WRITTEN TASKS =
**1)** According to the article on Glen Baldridge, in what year did he graduate from art school?
**2)** Reproduce the passage of the article on Glen Baldridge starting at "With a new series" and ending at "of the end.", replacing "red sports cars" with "yellow sedans".
**3)** Extend the article on Glen Baldridge, picking up after its final line.

== PROVIDED TEXT ==

Glen Baldridge
The Medium & The Message in Glen Baldridge’s Subcultural Aesthetics
Scratch tickets, bullet holes, found photographs, a coffin catalog, obsolete electronics, the shape of words, all are material for Glen Baldridges’s multi-layered compositions. For much of his career Glen Baldridge has primarily created in one dimension, works on paper. A master printmaker and draftsman, Baldridge is also a painter, videographer, bookmaker and sculptor. In all these incarnations Baldridge merges the mysticism of magical realism with the aesthetics of youth culture delivering a slyly critical reading of these times, albeit an exuberant and sympathetic one. Working with processes such as marbling, spin art, screen printing, photography and drawing, Baldridge’s works are inexplicably achieved, the result of years of experimentation and innovation in the studio.
With a new series entitled “Wrecked Exotics” opening this week in Portland, Maine and an accompanying artist book, Baldridge revisits a 1980’s mimeograph technology, the risograph. With eighteen framed prints in tricolor frames found photographs depict the detritus of red sports cars buried in roadside weeds. Misregistered and dragged lines from each color pass on the risograph make for dreamlike optics. The images, bereft of human life present us with a punch line sans plot—a fiction, a drama, a narrative of the end.
Wrecked Exotics 18 Framed Riso Prints, 2025
From Warhol to Chamberlain to David Lynch, the car crash has long been a subject of interest to artists. Baldridge’s foray references humor, horror, nostalgia, abstraction, performance art, pop art and cinema, all with just three colors. Both technique and conceptual rigor enliven the wrecks—we hear the engine rev, the screech of tires, glass breaking as they roar off the page.
Touching on the spiritual and the material, the narrative and the abstract, Baldridge’s practice flips the scrip, revealing an alternative relativity. With his text pieces, “Guys, What”, “No Way” and “The End’s Not Near It’s Here” we are reminded of our mortality with a grin and nod. As if to say…Life, much like Baldridge’s prescient works, is funny and mysterious, luminous and delirious, saturated and psychedelic and totally worth the ride.
Wrecked Exotics 2, 2025, Riso Print Edition of 10
GLEN BALDRIDGE: “Wrecked Exotics” Opens October 3rd 2025 5-8 pm at North Optical - 68 Washington Ave Portland ME 04101
We visited the studios of Glen and his wife, artist, Louise Sheldon in Maine to see what they’re working on, chat about art & others.
JEFF: How many years have you had a studio practice ?
GB: About 25 years. I graduated from art school in 1999 and it took me a minute get myself situated and figure our what I was doing. I started exhibiting my work in galleries in 2004. Alongside my studio practice, I also ran a print publishing company called Forth Estate from 2005-2015.
JEFF: What medium do you work in ?

===
== DATA ENTRIES ==

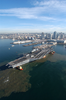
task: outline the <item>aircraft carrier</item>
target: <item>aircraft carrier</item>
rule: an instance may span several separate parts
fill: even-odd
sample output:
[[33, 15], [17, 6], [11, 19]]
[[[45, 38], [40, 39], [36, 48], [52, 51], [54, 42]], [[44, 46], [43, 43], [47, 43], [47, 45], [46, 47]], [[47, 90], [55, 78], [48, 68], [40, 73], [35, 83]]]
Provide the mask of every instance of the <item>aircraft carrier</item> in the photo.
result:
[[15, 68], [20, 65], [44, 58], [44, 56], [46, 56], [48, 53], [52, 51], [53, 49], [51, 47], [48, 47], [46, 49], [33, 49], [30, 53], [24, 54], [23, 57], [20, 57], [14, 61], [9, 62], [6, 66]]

===
== DATA ENTRIES ==

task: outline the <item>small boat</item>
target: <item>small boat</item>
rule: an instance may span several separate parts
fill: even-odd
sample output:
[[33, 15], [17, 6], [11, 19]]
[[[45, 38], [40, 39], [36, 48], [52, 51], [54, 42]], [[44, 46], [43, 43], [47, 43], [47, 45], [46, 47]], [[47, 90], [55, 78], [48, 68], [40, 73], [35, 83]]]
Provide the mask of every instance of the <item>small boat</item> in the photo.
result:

===
== DATA ENTRIES ==

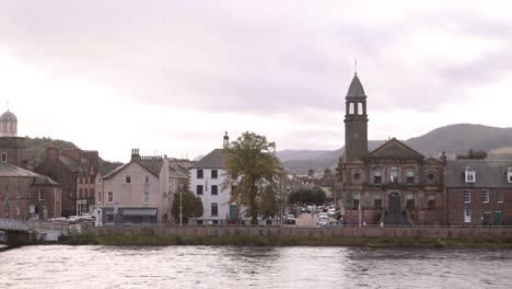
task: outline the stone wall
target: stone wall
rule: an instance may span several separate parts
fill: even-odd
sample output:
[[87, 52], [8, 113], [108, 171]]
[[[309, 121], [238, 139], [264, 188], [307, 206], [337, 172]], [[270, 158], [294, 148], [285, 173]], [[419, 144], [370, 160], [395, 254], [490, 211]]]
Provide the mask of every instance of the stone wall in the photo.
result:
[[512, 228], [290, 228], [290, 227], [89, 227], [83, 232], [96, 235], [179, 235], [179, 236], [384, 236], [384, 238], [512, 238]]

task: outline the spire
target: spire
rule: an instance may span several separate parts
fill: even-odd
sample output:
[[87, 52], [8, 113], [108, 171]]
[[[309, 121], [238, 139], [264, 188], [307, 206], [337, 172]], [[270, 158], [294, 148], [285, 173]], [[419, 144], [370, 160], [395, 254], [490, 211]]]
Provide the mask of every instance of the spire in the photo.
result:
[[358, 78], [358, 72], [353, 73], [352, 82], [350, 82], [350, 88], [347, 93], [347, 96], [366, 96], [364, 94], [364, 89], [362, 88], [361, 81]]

===

ANSWERS TO THE EXERCISES =
**1)** 1999

**2)**
With a new series entitled “Wrecked Exotics” opening this week in Portland, Maine and an accompanying artist book, Baldridge revisits a 1980’s mimeograph technology, the risograph. With eighteen framed prints in tricolor frames found photographs depict the detritus of yellow sedans buried in roadside weeds. Misregistered and dragged lines from each color pass on the risograph make for dreamlike optics. The images, bereft of human life present us with a punch line sans plot—a fiction, a drama, a narrative of the end.

**3)**
GB: I studied printmaking, which is still an important part of my practice. I also paint and draw and use photography but my primary focus is on works on paper.
JEFF: What are the themes you’re thinking about when you’re starting a new work ?
GB: Man vs. Nature and anomalies in the natural world. What is hidden and what is revealed. Camouflage and pattern. Humorous posturing and youth culture—specifically American subcultures.
JEFF: Do you work in series?
GB: Definitely. I use printmaking to make edition-ed works, which are usually stand alone projects using photogravure, silkscreen, etching, lithography, and woodcuts. A lot of my unique/non edition-ed work is a bit process/material driven; I have multiple series using various types of image making; like trap cameras, poured acrylic paint, plastic dip, gouache “rainbow roll” brushwork, etc. I jump around a lot materially, but there are thematic threads running through the various series. Also, I try and link the material processes or techniques with the concept of each particular series.
Whoah, 2022, gouache on paper, 58 x 39 inches
JEFF: Why do you chose to work with paper & paint?
GB: I’ve always loved printmaking and working with paper. There is a fun collaborative element when working with Master Printers in a printshop and I’ve always loved all the planning and problem solving involved, as well as that reveal when the paper comes out the other side of the press or out from under the screen. The last 10 years I’ve shifted to painting a bit in order to have more immediacy, use my hands more and equipment less, and to have solo time to experiment outside of the printshop. My last show at Klaus gallery combined these approaches; by bringing in watercolor painted paper to the printshop, silkscreening on it, and then bringing that paper back to the studio to be finished with more painting added to the printed elements. I come up with different processes a lot and try to figure out the right idea for the technique I’m playing with, which often involves some sort of experimental printmaking.
No Way, 2022, gouache on paper, 38 3/8 x 27 1/2 inches
JEFF: What are you currently excited about working on right now in the studio ?
GB: I’m finishing up a risograph edition-ed artist book and suite of riso prints in multicolored plywood frames that I started in 2015. The prints are all from found photos of luxury cars crashing into the natural landscape and use the riso machine ‘tire tracks’ intentionally to echo the crash image and the tri-colored frames. I’ll be showing those and releasing the artist book at North Optical in Portland, ME an optical shop run by friends that also regularly feature artists in their space.
JEFF: How would you describe when you’re in your flow in the studio?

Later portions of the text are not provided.